# Stored items:

┄┄┄┄┄┄┄┄┄┄┄┄┄┄┄┄┄┄┄┄

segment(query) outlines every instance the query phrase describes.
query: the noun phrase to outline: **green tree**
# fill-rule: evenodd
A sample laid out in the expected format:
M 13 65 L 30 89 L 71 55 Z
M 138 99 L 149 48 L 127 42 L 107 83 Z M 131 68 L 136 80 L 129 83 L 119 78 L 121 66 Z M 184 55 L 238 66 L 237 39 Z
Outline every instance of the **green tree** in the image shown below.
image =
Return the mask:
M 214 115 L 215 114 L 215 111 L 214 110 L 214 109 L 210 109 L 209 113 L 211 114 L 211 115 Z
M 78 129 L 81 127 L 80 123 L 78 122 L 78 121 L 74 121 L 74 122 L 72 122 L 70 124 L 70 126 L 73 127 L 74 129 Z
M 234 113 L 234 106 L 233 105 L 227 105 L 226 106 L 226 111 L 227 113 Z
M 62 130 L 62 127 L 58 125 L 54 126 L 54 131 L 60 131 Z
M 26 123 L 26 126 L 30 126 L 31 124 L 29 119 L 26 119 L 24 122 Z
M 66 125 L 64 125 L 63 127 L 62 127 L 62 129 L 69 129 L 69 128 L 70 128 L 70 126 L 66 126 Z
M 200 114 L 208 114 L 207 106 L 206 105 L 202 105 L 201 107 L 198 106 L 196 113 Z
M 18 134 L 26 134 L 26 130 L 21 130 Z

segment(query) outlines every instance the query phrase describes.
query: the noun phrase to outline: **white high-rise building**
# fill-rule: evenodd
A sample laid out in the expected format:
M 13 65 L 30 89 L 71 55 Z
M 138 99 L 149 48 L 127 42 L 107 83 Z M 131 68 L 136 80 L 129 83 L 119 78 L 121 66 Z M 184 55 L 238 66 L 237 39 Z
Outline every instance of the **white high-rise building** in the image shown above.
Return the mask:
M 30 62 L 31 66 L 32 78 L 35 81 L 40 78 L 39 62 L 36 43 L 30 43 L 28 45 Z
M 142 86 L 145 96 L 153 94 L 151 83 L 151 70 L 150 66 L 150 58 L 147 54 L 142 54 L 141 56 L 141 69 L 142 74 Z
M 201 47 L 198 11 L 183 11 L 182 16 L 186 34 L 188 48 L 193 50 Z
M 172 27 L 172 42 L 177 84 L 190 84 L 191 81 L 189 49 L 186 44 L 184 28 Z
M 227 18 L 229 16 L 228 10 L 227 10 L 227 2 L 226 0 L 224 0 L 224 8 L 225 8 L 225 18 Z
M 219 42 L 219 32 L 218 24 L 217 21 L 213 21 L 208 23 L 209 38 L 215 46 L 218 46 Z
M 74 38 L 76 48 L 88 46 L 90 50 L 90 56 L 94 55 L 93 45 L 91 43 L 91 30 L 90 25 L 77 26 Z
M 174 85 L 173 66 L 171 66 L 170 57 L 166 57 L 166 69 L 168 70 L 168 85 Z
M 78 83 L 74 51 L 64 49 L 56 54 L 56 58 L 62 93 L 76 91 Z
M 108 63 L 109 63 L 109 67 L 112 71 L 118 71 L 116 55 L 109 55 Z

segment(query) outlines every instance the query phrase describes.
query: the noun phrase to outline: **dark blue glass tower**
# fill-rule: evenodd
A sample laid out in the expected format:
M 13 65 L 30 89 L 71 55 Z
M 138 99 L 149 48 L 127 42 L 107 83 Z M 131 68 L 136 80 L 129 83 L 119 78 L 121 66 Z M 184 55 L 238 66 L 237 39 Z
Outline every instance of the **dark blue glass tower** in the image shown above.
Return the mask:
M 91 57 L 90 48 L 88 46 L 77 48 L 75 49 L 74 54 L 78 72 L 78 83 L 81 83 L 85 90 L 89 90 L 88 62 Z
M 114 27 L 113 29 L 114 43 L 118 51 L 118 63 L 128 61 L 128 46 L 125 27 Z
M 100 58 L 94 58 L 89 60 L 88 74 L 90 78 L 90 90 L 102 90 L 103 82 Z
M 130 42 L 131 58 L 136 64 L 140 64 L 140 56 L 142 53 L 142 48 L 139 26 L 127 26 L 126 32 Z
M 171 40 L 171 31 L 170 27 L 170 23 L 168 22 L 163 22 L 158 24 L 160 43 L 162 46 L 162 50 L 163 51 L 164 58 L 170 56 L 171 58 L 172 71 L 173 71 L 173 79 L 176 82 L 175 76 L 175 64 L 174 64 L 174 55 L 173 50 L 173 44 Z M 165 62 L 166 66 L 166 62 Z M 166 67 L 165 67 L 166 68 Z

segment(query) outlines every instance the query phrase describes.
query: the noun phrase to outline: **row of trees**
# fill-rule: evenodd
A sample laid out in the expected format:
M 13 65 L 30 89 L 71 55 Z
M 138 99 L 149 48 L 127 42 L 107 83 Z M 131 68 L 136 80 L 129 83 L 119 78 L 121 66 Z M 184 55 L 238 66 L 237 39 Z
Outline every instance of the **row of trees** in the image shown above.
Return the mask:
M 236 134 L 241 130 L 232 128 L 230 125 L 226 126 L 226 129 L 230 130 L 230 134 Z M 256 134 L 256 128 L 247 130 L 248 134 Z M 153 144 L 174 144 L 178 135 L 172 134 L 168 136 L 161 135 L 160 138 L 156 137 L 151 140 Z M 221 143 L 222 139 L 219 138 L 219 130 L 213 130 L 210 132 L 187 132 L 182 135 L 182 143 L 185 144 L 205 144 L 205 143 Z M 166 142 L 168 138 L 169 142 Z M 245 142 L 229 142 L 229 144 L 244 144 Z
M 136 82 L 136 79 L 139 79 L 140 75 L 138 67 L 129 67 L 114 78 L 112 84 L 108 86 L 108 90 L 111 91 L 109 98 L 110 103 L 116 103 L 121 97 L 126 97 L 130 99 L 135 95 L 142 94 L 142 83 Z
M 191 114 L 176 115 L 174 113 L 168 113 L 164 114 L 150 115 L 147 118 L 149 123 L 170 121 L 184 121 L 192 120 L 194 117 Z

┄┄┄┄┄┄┄┄┄┄┄┄┄┄┄┄┄┄┄┄

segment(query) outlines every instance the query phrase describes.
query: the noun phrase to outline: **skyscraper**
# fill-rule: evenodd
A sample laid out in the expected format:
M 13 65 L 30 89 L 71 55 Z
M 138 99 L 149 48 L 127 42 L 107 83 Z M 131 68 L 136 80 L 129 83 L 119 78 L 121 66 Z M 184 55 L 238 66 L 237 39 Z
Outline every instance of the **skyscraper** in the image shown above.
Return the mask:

┄┄┄┄┄┄┄┄┄┄┄┄┄┄┄┄┄┄┄┄

How many lines in the rows above contain the string "shown", with case counting? Give only the number.

# RESPONSE:
5